───── Excerto selecionado ─────
2. Inconformada com esta decisão, a ora recorrente interpôs recurso para o
Supremo Tribunal Administrativo, formulando as seguintes conclusões:
“1) A prolação de despachos de indeferimento liminar insere-se no principio
básico de economia processual, que contém a sua expressão máxima na proibição de
actos inúteis (art.137° do C PC), pelo que: apenas se for evidente que a
pretensão não pode proceder, apenas nestes casos, deve o juiz indeferir, sem
mais delongas, pretensão que lhe for presente.
2) A falta de pressuposto processual e a falta de requisitos essenciais do
título executivo não constituem fundamento de oposição, enquadrável nas alíneas
do n.º l do art.204° do CPPT, pelo que: devem ser invocadas em requerimento na
execução fiscal, tal como fez a recorrente.
3) Não sendo evidente que a pretensão da recorrente não pode proceder, não cabe
despacho de indeferimento liminar pelo motivo de apenas se poder conhecer da
mesma após a realização da penhora e da venda; trata-se de interpretação da lei
que viola o princípio da economia processual e é, por isso ilegal a decisão
recorrida que deverá vir revogada e substituída por outra que, admitindo a
reclamação/recurso, profira decisão de mérito, com as legais consequências.”
3. O Supremo Tribunal Administrativo, por acórdão de 22 de Setembro de 2004,
decidiu negar provimento ao recurso. Para tanto, escudou-se na seguinte
fundamentação:
“[...] O Tribunal recorrido fundamentou a sua decisão no disposto no n.º l do
artigo 278° do CPPT que apenas permite ao tribunal o conhecimento das
reclamações quando, após a penhora .e venda, o processo lhe for remetido a
final, considerando não ter sido invocado pela recorrente o prejuízo irreparável
a que se refere o n.º 3 do mesmo artigo. Somente nesses casos o recurso será de
apreciação prioritária, nos termos do n.º 5 do mesmo normativo. Ora nas suas
alegações a recorrente não ataca os fundamentos em que assentou a decisão
recorrida, pretendendo que deve ser apreciada a questão de fundo que invocou no
recurso para a 1ª instância, invocando o princípio da economia processual.
─────
Tarefas a realizar:
**a)** Responda com base no excerto:
(i) Para que tribunal interpôs a recorrente recurso?
(ii) Em que data foi proferido o acórdão que negou provimento ao recurso?
(iii) Que princípio invoca a recorrente nas suas alegações?
**b)** Retome o excerto sobre o recurso para o Supremo Tribunal Administrativo e dê-lhe continuação a partir da última frase apresentada.
As entradas constituem material à parte, independente do excerto.
───── Extrato de dados ─────
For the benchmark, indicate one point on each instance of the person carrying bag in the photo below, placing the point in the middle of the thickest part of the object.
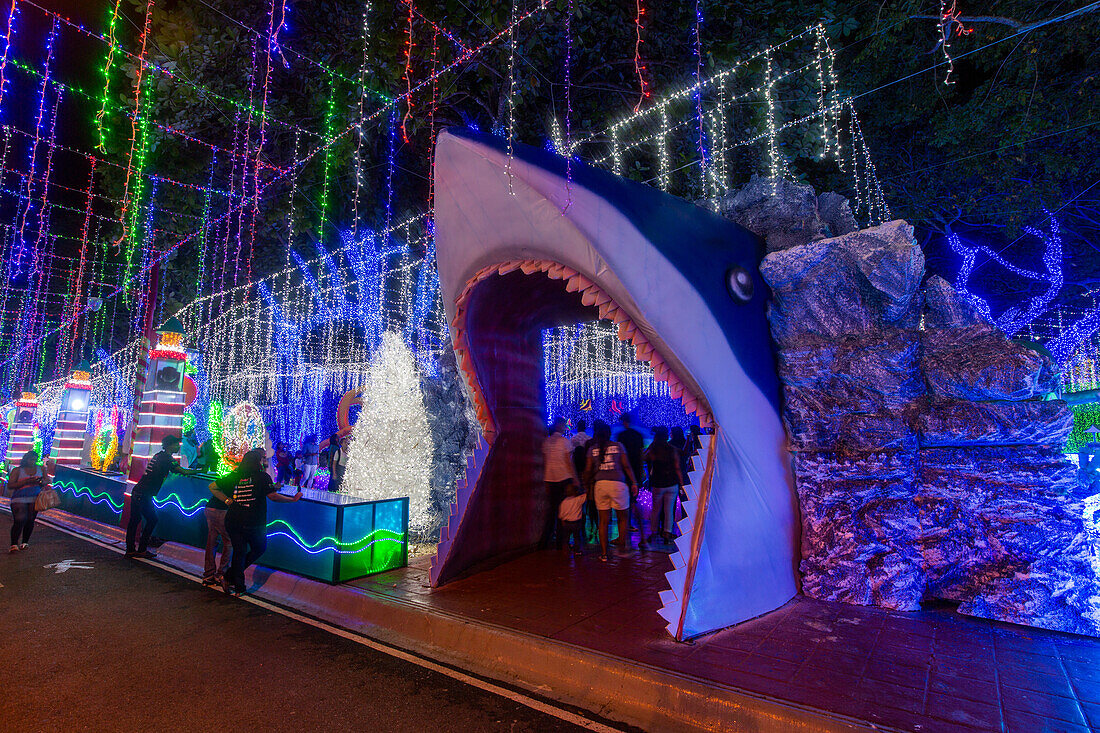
(25, 482)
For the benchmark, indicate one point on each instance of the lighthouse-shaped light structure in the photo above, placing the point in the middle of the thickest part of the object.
(161, 409)
(22, 427)
(73, 417)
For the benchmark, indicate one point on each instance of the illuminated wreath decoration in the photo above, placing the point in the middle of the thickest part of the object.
(105, 446)
(242, 430)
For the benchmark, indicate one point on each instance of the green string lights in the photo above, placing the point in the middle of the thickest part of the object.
(101, 127)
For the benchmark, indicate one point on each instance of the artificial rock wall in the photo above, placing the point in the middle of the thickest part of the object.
(926, 461)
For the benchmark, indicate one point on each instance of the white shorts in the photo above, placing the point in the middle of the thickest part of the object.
(612, 494)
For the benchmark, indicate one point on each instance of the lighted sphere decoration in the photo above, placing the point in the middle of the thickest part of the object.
(242, 430)
(189, 392)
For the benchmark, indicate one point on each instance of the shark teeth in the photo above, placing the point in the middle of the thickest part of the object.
(672, 600)
(463, 491)
(591, 295)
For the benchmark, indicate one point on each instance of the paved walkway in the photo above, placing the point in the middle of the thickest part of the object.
(933, 670)
(95, 642)
(927, 671)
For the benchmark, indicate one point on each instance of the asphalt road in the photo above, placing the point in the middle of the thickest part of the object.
(112, 644)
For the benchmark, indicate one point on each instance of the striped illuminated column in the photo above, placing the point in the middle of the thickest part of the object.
(22, 429)
(73, 417)
(161, 409)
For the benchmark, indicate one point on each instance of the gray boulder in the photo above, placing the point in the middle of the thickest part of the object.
(858, 526)
(1003, 531)
(945, 308)
(961, 423)
(787, 214)
(980, 364)
(857, 283)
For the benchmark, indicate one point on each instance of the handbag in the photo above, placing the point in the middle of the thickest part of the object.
(47, 499)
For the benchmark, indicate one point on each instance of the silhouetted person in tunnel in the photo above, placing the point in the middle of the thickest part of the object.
(613, 483)
(558, 473)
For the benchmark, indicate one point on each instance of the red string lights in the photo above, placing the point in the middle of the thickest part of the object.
(639, 65)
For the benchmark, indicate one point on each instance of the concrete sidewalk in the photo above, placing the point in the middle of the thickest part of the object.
(586, 634)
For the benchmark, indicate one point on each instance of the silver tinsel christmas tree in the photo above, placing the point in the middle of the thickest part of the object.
(391, 449)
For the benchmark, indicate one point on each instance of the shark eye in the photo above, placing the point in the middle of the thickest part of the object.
(739, 284)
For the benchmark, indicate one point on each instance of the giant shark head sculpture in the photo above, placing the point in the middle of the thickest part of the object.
(521, 248)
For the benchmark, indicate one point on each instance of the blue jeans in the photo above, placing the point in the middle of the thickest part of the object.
(141, 507)
(249, 544)
(22, 516)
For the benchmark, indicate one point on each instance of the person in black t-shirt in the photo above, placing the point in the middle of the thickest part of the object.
(245, 492)
(144, 492)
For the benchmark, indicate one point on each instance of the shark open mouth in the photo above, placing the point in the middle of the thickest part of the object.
(520, 249)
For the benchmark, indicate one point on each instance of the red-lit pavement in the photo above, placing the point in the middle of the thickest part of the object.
(95, 642)
(587, 634)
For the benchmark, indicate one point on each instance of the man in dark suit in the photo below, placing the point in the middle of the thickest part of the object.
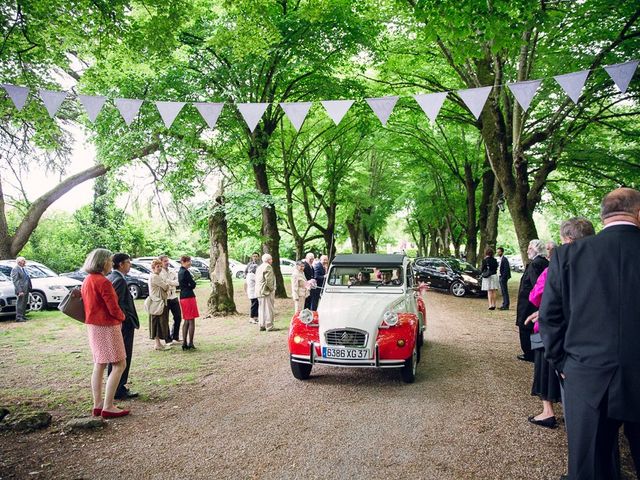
(22, 286)
(536, 252)
(309, 274)
(504, 274)
(590, 326)
(121, 266)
─────
Respostas esperadas:
**a)**
(i) Para o Supremo Tribunal Administrativo.
(ii) Em 22 de Setembro de 2004.
(iii) O princípio da economia processual.

**b)**
Todavia, tal princípio não pode fazer tábua rasa dos dispositivos legais como se
eles não existissem. E a lei determina expressamente que o conhecimento das
reclamações se fará apenas após a penhora e venda salvo nos casos previstos no
n.º 3 que ao caso não é aplicável. De qualquer modo, não tendo a recorrente
atacado no recurso o fundamento em que assentou a decisão, não pode ele
proceder. [...]”
4. Veio então a recorrente aos autos requerer o esclarecimento de diversas
dúvidas. O Tribunal, considerando que o acórdão negou provimento ao recurso “por
nele se não ter atacado o fundamento em que assentou a decisão recorrida” e que
não havia, assim, qualquer ambiguidade ou obscuridade, indeferiu o pedido de
esclarecimento.
5. Sempre inconformada, a recorrente pretendeu, então, interpor recurso para
uniformização de jurisprudência, “nos termos dispostos no art. 27º, n.º 1, al.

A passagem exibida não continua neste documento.